**Instructions for the task:** Return the full listing unchanged, excluding any images it contains.

**Supplied data:**
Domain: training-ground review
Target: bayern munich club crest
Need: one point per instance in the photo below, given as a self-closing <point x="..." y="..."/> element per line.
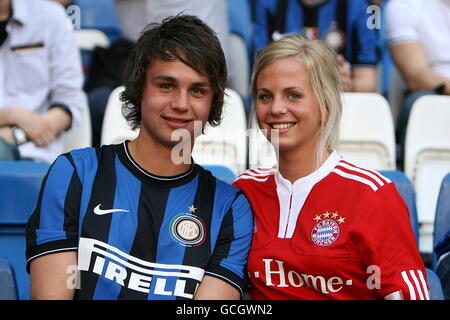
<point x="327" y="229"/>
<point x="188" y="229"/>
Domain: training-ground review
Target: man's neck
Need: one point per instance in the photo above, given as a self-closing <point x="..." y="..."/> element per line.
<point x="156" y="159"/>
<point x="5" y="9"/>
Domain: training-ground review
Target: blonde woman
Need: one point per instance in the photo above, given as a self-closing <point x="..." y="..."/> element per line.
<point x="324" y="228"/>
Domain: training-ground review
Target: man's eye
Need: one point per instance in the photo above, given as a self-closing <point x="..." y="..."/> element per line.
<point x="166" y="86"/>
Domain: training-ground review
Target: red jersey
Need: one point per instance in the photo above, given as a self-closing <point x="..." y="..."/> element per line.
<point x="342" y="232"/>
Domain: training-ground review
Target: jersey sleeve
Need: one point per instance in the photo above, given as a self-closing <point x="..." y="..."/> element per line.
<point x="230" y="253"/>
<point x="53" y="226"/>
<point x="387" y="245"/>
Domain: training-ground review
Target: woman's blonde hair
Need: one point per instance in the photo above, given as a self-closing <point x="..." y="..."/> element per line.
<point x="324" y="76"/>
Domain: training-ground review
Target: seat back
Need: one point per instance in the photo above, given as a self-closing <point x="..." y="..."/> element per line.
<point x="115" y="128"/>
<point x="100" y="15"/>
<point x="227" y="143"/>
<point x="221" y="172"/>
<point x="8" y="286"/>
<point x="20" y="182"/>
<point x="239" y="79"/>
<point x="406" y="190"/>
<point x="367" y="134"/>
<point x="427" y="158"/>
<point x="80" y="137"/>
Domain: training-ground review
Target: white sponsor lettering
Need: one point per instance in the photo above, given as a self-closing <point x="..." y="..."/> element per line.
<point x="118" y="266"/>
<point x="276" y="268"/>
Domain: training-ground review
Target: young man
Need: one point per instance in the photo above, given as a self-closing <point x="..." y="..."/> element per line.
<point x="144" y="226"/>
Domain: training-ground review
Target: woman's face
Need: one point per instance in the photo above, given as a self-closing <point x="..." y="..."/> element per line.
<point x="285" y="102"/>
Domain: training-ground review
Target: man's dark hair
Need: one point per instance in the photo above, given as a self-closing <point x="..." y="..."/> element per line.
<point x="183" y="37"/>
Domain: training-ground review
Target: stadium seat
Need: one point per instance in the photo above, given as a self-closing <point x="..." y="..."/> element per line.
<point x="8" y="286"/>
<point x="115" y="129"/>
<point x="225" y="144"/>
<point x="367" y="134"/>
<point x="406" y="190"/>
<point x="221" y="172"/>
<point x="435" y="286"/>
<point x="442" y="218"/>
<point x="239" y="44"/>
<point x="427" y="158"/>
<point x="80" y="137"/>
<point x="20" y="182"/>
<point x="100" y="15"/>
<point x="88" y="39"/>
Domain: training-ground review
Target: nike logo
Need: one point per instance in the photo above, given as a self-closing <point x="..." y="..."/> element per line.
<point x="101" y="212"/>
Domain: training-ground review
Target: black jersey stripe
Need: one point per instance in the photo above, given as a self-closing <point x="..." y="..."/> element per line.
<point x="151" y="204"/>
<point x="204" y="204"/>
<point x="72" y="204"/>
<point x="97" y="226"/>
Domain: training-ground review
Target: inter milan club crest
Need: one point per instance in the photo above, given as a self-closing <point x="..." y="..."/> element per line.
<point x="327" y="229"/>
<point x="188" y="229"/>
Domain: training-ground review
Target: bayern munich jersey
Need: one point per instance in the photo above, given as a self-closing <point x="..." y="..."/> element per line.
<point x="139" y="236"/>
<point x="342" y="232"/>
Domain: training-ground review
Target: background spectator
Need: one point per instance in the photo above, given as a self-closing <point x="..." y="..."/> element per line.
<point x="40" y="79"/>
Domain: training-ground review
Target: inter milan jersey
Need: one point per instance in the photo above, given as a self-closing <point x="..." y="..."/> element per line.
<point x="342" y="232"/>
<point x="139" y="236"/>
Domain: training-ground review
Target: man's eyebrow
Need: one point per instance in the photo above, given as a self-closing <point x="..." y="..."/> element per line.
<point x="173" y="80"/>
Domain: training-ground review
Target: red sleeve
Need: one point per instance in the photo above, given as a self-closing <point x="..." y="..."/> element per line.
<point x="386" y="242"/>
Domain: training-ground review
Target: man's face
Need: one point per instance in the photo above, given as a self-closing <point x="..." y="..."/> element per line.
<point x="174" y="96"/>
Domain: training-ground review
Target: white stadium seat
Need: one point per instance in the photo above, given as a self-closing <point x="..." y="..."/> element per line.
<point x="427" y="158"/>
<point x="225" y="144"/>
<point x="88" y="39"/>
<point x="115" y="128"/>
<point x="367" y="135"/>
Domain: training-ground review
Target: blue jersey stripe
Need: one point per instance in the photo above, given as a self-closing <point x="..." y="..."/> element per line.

**Worked solution:**
Domain: training-ground review
Target: bayern munich club crest
Need: one point per instance in the photo below, given as a self-closing <point x="..." y="..."/> element per line.
<point x="327" y="229"/>
<point x="188" y="229"/>
Domain: training-ground review
Target: man's neck
Need: one point per instance in the photo above, given as a self-closing <point x="..." y="..."/> element per line.
<point x="156" y="159"/>
<point x="5" y="9"/>
Domain: training-ground review
Target: blonde woman
Need: one point per instance in the photo above, given as a self-closing <point x="..." y="..."/> element per line.
<point x="324" y="228"/>
Domain: training-ground review
Target: man's eye
Need: one point per instance in the photo above, given as a self-closing <point x="..." y="..."/> element per line.
<point x="166" y="86"/>
Domain: training-ground review
Target: red jersey
Need: one point per instance in the photo above, given as a self-closing <point x="..." y="..."/> element per line.
<point x="342" y="232"/>
Domain: training-ground review
Target: jersey sleeve
Need: one point per instance in the photo above, given as a self-closing <point x="..." y="..."/> element per line.
<point x="230" y="253"/>
<point x="53" y="226"/>
<point x="387" y="245"/>
Domain: training-ground review
Target: woman's blonde hair
Need: one point per instance in the photo above, given as a self-closing <point x="..." y="..."/> element per line.
<point x="324" y="76"/>
Domain: training-ground review
Target: seat back
Need: one point per instance in the photo above, given as a self-closing <point x="..." y="..."/> element per line.
<point x="115" y="128"/>
<point x="100" y="15"/>
<point x="227" y="143"/>
<point x="221" y="172"/>
<point x="8" y="286"/>
<point x="20" y="182"/>
<point x="239" y="79"/>
<point x="406" y="190"/>
<point x="367" y="134"/>
<point x="427" y="158"/>
<point x="80" y="137"/>
Domain: training-ground review
Target: white sponsor lettering
Need: one point per instance in the photo above, given as a self-closing <point x="..." y="..."/> element per line.
<point x="118" y="266"/>
<point x="276" y="268"/>
Domain: training-ground review
Target: young man
Need: one point per instance in the photo above, given as a self-closing <point x="..." y="..."/> element per line.
<point x="144" y="226"/>
Domain: training-ground review
Target: woman's face
Need: one point per instance in the photo above, given as a self-closing <point x="..." y="..."/> element per line.
<point x="285" y="102"/>
Domain: training-ground review
Target: man's dark hair
Need: one point per instance in the photo above, given as a self-closing <point x="..." y="..."/> element per line.
<point x="183" y="37"/>
Domain: training-ground review
Target: stadium seat
Need: one point per instance in the photo above, given as a self-closing <point x="..." y="..."/> element per line.
<point x="8" y="286"/>
<point x="115" y="129"/>
<point x="225" y="144"/>
<point x="367" y="134"/>
<point x="406" y="190"/>
<point x="221" y="172"/>
<point x="435" y="286"/>
<point x="442" y="218"/>
<point x="239" y="44"/>
<point x="427" y="158"/>
<point x="80" y="137"/>
<point x="20" y="182"/>
<point x="100" y="15"/>
<point x="88" y="39"/>
Domain: training-ground review
Target: nike logo
Need: one point per instance in the photo above, given as a self-closing <point x="..." y="..."/> element per line.
<point x="101" y="212"/>
Domain: training-ground review
Target: black jersey stripe
Need: one point per instance in the photo above, given as a self-closing <point x="..." y="..."/> element per line.
<point x="151" y="204"/>
<point x="204" y="204"/>
<point x="72" y="204"/>
<point x="97" y="226"/>
Domain: training-ground review
Target: inter milan club crest
Need: one point per instance in the photo above, given as a self-closing <point x="..." y="..."/> element per line.
<point x="327" y="229"/>
<point x="188" y="229"/>
Domain: training-ground review
Target: bayern munich jersey
Need: one point per instance in the photo above, given as a self-closing <point x="..." y="..."/> element per line.
<point x="139" y="236"/>
<point x="342" y="232"/>
Domain: training-ground review
Target: background spectator
Need: one point per instance in the photo above, given as a self-closing <point x="..." y="..."/> element per line.
<point x="40" y="79"/>
Domain: training-ground review
Target: inter milan jersey
Need: one point per instance in the photo above, given as a self-closing <point x="..." y="..."/> element per line.
<point x="342" y="232"/>
<point x="139" y="236"/>
Domain: training-ground review
Target: man's eyebrow
Need: one point per instance in the photo above, given as a self-closing <point x="..." y="..."/> element per line.
<point x="173" y="80"/>
Domain: training-ground review
Target: red sleeve
Need: one point per instance in the photo above, given as a self-closing <point x="..." y="..."/> element per line.
<point x="386" y="242"/>
Domain: training-ground review
Target: man's face
Need: one point per instance in the photo above, given as a self-closing <point x="..." y="..."/> element per line.
<point x="174" y="96"/>
Domain: training-ground review
Target: white stadium seat
Need: one point per instance in the photo above, given as a self-closing <point x="..." y="..."/> element per line.
<point x="427" y="158"/>
<point x="225" y="144"/>
<point x="88" y="39"/>
<point x="115" y="128"/>
<point x="367" y="135"/>
Domain: training-ground review
Target: blue jersey stripe
Need: one point per instance in the photo above, given as a self-closing <point x="..." y="..."/> element per line.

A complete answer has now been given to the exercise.